• _Work to be completed_: Please set down every record exactly as it appears below.
Segment Start: Task inputs
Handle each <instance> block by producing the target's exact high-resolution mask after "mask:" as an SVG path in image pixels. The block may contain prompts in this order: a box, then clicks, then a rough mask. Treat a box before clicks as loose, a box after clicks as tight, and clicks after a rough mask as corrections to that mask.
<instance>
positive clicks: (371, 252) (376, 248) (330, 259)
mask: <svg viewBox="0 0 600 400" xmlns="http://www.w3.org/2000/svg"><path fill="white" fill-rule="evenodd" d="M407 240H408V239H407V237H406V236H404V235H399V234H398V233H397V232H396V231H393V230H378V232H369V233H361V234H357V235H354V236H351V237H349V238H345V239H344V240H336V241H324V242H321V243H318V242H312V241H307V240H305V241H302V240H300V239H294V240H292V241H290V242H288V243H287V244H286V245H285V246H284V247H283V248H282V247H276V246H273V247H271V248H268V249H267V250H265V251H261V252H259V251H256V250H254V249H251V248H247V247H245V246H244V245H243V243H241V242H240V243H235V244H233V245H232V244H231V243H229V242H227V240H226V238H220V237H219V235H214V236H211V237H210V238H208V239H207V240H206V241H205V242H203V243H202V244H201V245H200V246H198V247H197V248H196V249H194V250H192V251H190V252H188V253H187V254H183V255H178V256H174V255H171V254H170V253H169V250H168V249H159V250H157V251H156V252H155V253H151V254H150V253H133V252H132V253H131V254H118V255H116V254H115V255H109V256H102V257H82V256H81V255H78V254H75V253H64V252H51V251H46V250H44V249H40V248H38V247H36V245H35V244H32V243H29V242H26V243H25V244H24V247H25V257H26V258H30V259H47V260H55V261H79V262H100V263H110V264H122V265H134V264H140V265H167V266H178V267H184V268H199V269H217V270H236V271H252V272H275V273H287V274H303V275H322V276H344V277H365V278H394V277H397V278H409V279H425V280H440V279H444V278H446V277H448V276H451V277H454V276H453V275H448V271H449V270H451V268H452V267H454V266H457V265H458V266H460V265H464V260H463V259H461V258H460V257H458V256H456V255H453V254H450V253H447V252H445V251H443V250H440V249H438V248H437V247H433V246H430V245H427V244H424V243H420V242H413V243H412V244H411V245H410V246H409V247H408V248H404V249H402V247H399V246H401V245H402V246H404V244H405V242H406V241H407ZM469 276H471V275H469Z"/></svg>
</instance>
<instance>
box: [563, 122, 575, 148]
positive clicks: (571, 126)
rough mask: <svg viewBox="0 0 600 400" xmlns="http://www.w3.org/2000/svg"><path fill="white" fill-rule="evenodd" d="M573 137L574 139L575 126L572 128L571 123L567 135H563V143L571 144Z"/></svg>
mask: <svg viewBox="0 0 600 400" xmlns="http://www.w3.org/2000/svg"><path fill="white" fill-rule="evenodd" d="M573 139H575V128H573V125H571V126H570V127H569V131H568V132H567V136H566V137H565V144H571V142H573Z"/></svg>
Segment End: Task inputs
• _Response to the task_:
Handle each <instance> block by producing the target's exact high-resolution mask after "mask:" as an SVG path in image pixels. The block may contain prompts in this order: a box, then clicks, then a rough mask. Treat a box before clicks as loose, a box after clicks as tight, and clicks after a rough mask as corrections to that mask.
<instance>
positive clicks: (371, 252) (376, 248) (330, 259)
mask: <svg viewBox="0 0 600 400" xmlns="http://www.w3.org/2000/svg"><path fill="white" fill-rule="evenodd" d="M407 240H408V239H407V237H406V236H404V235H399V234H398V233H397V232H396V231H393V230H378V232H369V233H361V234H357V235H354V236H351V237H349V238H345V239H344V240H336V241H324V242H321V243H318V242H312V241H307V240H305V241H302V240H300V239H294V240H292V241H290V242H288V243H287V244H286V245H285V246H284V247H283V248H282V247H276V246H273V247H271V248H268V249H267V250H265V251H261V252H259V251H256V250H254V249H251V248H247V247H245V246H244V245H243V243H241V242H240V243H235V244H233V245H232V244H231V243H229V242H227V240H226V238H220V237H219V235H214V236H211V237H210V238H208V239H207V240H206V241H205V242H203V243H202V244H201V245H200V246H198V247H197V248H196V249H194V250H192V251H190V252H188V253H187V254H183V255H178V256H174V255H171V254H170V253H169V250H168V249H159V250H157V251H156V252H155V253H151V254H150V253H133V252H132V253H131V254H118V255H116V254H115V255H109V256H102V257H82V256H81V255H78V254H75V253H64V252H51V251H46V250H44V249H40V248H38V247H36V245H35V244H32V243H29V242H26V243H25V244H24V247H25V257H26V258H30V259H47V260H55V261H79V262H100V263H110V264H122V265H134V264H140V265H167V266H178V267H184V268H199V269H217V270H236V271H252V272H275V273H287V274H303V275H322V276H344V277H365V278H394V277H397V278H409V279H425V280H440V279H444V278H446V277H448V276H451V277H454V276H453V275H448V271H449V270H451V268H452V267H454V266H457V265H458V266H460V265H464V260H463V259H461V258H460V257H458V256H456V255H453V254H450V253H447V252H445V251H443V250H440V249H438V248H437V247H433V246H430V245H427V244H424V243H420V242H413V243H412V244H411V245H410V246H409V247H408V248H404V249H402V247H399V246H401V245H402V246H404V244H405V242H406V241H407ZM469 276H471V275H469Z"/></svg>
</instance>
<instance>
box: [563, 122, 575, 148]
positive clicks: (571, 126)
rough mask: <svg viewBox="0 0 600 400" xmlns="http://www.w3.org/2000/svg"><path fill="white" fill-rule="evenodd" d="M573 137L574 139L575 126L572 128L571 123L567 135H563V143L571 144Z"/></svg>
mask: <svg viewBox="0 0 600 400" xmlns="http://www.w3.org/2000/svg"><path fill="white" fill-rule="evenodd" d="M573 139H575V128H573V125H571V126H570V127H569V131H568V132H567V136H566V137H565V144H571V142H573Z"/></svg>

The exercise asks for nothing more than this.